PROBLEM:
Could you copy the data below word for word, from its first line through the line containing "[[[94,55],[102,0],[1,1],[0,98],[51,98]]]", including both of those lines?

= = = = = = =

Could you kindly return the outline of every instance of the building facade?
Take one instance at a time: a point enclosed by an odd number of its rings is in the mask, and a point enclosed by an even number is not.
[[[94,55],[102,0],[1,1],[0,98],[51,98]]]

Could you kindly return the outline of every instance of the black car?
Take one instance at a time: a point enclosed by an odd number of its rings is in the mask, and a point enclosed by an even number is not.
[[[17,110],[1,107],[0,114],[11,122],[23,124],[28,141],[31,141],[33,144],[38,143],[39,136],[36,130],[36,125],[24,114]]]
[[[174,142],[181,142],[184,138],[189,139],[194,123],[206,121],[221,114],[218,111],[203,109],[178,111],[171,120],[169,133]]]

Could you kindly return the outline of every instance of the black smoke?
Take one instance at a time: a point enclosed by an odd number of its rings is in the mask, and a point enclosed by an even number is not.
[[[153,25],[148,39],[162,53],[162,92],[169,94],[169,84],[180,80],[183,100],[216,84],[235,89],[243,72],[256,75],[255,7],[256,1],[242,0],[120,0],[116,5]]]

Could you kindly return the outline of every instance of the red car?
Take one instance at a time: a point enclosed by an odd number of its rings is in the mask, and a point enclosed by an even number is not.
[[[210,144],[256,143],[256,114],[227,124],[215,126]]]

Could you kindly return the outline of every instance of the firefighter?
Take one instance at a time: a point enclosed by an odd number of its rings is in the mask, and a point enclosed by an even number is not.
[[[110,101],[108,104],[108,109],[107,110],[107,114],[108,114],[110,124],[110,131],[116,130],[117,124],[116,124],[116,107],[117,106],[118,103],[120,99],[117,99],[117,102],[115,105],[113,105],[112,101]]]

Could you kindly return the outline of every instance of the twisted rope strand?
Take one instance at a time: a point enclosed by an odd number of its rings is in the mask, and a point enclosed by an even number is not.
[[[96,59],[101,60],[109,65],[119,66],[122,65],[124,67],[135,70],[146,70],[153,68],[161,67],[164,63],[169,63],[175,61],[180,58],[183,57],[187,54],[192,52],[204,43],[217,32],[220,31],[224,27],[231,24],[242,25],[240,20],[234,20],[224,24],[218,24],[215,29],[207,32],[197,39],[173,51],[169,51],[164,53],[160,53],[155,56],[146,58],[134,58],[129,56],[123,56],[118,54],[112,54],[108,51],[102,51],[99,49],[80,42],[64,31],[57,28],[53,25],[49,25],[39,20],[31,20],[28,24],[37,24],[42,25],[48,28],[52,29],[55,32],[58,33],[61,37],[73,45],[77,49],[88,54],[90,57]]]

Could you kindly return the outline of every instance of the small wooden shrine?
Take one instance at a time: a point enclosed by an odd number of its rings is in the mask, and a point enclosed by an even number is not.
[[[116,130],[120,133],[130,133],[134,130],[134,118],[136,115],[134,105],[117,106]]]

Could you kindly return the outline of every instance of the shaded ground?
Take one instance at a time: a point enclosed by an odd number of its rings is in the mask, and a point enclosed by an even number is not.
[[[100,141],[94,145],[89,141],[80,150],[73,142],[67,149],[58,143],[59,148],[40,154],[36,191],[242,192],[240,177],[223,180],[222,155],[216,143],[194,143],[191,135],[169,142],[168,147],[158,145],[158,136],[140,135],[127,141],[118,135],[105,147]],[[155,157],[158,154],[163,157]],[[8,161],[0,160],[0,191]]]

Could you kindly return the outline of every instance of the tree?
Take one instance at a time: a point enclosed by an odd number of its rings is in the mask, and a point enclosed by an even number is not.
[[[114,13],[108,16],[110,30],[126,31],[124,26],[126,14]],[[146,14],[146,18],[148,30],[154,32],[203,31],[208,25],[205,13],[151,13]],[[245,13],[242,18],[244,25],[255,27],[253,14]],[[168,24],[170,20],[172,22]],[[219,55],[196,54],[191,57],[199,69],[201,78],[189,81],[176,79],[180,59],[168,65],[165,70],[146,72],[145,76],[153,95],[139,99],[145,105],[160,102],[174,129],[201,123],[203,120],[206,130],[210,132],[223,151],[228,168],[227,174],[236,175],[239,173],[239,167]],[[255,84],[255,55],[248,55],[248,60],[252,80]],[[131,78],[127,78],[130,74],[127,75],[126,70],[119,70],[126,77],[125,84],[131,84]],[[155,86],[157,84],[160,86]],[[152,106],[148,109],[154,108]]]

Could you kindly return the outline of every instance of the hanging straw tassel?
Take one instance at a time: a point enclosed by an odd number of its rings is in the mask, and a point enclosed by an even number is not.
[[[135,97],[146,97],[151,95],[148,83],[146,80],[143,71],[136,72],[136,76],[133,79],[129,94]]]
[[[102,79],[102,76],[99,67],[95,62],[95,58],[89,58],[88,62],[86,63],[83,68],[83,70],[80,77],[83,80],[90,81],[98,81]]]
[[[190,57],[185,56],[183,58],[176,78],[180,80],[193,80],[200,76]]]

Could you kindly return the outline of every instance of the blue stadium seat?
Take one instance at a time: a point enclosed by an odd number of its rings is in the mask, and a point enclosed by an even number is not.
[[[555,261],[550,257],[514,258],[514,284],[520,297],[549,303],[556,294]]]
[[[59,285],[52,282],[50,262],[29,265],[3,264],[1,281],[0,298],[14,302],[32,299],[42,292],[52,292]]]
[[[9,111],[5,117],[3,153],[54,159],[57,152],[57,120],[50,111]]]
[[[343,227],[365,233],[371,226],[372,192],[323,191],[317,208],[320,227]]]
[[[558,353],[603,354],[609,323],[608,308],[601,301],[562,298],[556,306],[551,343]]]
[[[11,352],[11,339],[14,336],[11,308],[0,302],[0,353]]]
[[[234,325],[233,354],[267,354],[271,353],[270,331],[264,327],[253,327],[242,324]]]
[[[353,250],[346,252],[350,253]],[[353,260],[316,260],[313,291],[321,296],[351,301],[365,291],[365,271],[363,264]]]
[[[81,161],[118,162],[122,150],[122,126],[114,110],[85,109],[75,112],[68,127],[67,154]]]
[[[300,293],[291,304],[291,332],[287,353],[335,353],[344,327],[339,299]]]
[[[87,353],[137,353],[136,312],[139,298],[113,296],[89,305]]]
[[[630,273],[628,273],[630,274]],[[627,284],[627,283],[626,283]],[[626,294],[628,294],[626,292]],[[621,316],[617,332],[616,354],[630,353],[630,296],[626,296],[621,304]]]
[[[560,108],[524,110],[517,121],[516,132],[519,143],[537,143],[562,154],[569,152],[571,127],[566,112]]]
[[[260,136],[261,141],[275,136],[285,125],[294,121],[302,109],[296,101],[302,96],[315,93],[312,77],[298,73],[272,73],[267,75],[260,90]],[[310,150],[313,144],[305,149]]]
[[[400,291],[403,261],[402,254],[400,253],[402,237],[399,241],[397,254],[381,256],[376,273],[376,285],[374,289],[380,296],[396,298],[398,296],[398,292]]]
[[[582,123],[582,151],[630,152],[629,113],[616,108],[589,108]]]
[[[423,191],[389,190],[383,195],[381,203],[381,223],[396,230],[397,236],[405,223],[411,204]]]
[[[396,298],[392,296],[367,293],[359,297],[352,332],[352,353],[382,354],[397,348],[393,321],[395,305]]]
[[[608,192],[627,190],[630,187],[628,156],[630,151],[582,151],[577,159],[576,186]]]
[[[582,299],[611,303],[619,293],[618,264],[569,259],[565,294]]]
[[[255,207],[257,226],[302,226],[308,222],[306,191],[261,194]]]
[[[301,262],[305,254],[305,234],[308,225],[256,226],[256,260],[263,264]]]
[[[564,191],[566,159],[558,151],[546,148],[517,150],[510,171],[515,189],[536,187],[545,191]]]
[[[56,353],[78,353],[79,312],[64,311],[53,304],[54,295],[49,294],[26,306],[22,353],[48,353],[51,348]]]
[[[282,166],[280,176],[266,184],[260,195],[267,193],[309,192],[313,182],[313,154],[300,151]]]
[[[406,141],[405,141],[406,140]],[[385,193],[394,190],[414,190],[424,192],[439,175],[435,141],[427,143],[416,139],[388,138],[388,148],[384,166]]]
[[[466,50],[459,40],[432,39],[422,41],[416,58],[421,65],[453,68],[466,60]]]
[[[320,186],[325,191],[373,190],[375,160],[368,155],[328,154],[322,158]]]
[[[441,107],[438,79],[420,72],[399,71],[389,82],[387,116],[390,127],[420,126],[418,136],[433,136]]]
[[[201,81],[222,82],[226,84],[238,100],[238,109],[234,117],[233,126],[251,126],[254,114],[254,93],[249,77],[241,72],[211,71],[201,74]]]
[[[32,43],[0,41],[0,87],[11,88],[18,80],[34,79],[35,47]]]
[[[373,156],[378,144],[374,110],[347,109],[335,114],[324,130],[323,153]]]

= = = = = = =

REPLY TO THE EXERCISE:
Could you kindly return the outline of every instance of the building facade?
Take one instance at a time: a point enclosed by an odd number of its rings is in the mask, and a point enclosed by an even number is not.
[[[94,55],[102,0],[1,1],[0,98],[51,98]]]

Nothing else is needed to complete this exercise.